Anyway, I paid to do a background check on him when I got home that night. He used a different last name, but I had seen his given last name on his tattooing license at the shop. He was 10 years older than he told me and had 2 violent felonies in another state. I was the crazy girl that gave the heads up on all dates after that that I would be running a background check on them.” — [deleted]

“I had a professor in college who is currently a psychologist at a federal prison (that people like John Gotti have died in) and she always said she wasn’t afraid of being around the very large “scary” looking inmates because most of them just use their size as an intimidation tactic and won’t actually do much in terms of trying to hurt her. She knew what to expect from them. But she feels very uneasy and unsafe around small inmates (like your ex) because they don’t have their size playing to their advantage and are so unpredictable… scary stuff!” — MrsMcCoin

“Not really a close call for me but for a girl that I had briefly been friends with when I was quite young. She lived down the street from me and her parents and my parents got along well enough and we played together a handful of times when we were 4-5 years old. Fast forward to when we are 14/15. It’s late on a Saturday night; my mom and I are watching TV when we hear furious knocking on our side door (we don’t use the front and people who know our fam are familiar with this). We run over to the door and it’s my old friend with another 2 girls. They’re frantic and begging us to let them in. We bring them inside and lock the door because they’re obviously scared of something outside. Well turns out they took a late night walk to the nearby 7-11 to get some snacks and whatever and this guy started following them. They tried to run and lose him through the suburbs but he clearly knew the streets well because he stayed following them. My mom peeks out the front blinds and lo and behold there’s a guy on the sidewalk out side our house just like waiting. She goes and wakes my dad up, who gets his gun, and runs outside to chase the guy. We called the cops and it ended up being this girls neighbor…. and he was a registered sex offender and although my parents never told me all the terrifying details following this occurrence, he was arrested and confessed to having not so pure intentions by following my friend and her friends. It was terrifying because it was a hot minute before he was fully moved out of the neighborhood too; my sister and I weren’t allowed outside by ourselves. I’m just so thankful that my friend remembered which house was mine and had enough sense to come pounding on the door. I can only imagine what would have happened to them had we not been home/answered the door/etc.” — DareintheFRANXX

“In the late ‘80s my mom took my brother (3) and I (5, girl) up to Jacksonville, Fl to visit my dad who was in the military at the time. It was the off-season and we were the only ones at the beach by the hotel.

When we went back inside, a hotel staff member told my mom to take us to our room and lock the door. While we were on the beach, a man had been stalking us and slowly crept closer in.

The hotel called the police who came and arrested the man. He was a wanted child rapist from the area. They said he was likely waiting for an opportunity to strike.

### Short problem 1
Which lines in the entries below contain the word "cotton"? Pick out each one and copy it in full.

(Excerpts of location labeling data)
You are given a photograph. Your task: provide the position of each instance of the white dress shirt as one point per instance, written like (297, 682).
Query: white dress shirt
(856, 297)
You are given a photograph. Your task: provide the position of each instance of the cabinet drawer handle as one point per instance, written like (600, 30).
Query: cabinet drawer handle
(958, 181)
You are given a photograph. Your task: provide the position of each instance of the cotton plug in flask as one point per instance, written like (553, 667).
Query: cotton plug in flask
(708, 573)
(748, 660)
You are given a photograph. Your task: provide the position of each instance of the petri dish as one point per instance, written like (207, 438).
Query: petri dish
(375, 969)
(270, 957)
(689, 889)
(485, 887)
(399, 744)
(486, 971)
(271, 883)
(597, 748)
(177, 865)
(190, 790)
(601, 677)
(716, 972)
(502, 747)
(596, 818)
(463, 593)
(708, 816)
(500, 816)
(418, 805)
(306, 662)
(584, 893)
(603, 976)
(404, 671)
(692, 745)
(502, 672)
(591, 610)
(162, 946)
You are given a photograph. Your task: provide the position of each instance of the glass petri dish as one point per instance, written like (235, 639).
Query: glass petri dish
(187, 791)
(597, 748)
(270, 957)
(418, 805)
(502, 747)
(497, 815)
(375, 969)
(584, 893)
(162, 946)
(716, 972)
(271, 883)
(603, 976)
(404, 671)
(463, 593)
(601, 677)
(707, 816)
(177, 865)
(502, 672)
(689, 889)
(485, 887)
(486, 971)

---

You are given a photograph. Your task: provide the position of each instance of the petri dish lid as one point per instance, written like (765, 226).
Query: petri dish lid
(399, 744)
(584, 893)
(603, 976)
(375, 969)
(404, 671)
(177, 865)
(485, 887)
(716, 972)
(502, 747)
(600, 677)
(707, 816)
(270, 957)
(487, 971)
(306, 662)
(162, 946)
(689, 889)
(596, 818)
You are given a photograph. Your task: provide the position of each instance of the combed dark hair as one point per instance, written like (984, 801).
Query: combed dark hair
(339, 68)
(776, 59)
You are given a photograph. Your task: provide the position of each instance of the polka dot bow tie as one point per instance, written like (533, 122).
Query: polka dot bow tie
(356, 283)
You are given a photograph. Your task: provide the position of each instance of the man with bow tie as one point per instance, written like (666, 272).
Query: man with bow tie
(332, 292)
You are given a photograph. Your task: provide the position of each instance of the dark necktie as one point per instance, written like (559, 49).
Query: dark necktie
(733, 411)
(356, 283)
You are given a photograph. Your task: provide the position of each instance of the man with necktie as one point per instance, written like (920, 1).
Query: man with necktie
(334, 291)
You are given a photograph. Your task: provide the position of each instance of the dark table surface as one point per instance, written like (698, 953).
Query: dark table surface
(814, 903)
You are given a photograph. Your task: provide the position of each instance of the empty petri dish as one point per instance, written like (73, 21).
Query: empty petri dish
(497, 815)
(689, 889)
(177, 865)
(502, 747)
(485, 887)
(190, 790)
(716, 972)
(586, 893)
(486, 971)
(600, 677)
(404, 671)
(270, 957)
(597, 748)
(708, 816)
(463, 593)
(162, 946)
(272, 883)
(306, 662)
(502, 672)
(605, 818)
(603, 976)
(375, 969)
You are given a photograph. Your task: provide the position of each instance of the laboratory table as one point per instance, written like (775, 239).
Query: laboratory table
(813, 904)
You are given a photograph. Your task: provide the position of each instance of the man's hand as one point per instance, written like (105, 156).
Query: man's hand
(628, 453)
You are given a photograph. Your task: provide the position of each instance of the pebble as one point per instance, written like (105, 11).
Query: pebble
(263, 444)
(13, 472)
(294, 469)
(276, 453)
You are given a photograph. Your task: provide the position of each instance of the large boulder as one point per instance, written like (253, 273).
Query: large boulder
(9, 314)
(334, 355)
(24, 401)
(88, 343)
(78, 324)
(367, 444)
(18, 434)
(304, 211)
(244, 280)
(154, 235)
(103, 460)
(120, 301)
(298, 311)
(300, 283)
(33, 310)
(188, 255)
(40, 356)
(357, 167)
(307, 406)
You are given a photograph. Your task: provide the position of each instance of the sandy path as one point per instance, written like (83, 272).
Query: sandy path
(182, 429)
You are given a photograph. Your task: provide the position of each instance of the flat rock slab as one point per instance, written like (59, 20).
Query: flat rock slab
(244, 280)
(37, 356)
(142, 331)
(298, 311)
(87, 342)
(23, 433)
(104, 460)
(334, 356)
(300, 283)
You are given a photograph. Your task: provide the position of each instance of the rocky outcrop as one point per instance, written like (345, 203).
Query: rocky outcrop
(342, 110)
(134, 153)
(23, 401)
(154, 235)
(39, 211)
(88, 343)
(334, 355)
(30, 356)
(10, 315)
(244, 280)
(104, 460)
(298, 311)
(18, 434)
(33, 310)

### Short problem 2
Can you condense the paragraph of the stories above that begins "Not really a close call for me" into a short bulleted list that keeps its main facts?

### Exercise result 1
You are given a photograph. Your task: provide the position of each instance of the cotton plug in flask as one point per instance, written like (553, 667).
Query: cotton plug in flask

### Exercise result 2
- The close call happened to a girl who lived down the street and played with the narrator a few times at ages 4–5.
- When the two were 14/15, she and two other girls pounded on the family's side door late one Saturday night while the narrator and mom were watching TV.
- The girls had walked to a nearby 7-11 for snacks. A man followed them and kept up as they tried to lose him through the suburbs.
- The mom saw a man waiting on the sidewalk outside. The dad got his gun and chased him, and the family called the police.
- The man turned out to be the girl's neighbor and a registered sex offender. He was arrested and confessed to following the girls with bad intentions.
- Until he fully moved out of the neighborhood, the narrator and sister weren't allowed outside alone.
- The narrator is thankful the friend remembered the house and that the family was home to answer the door.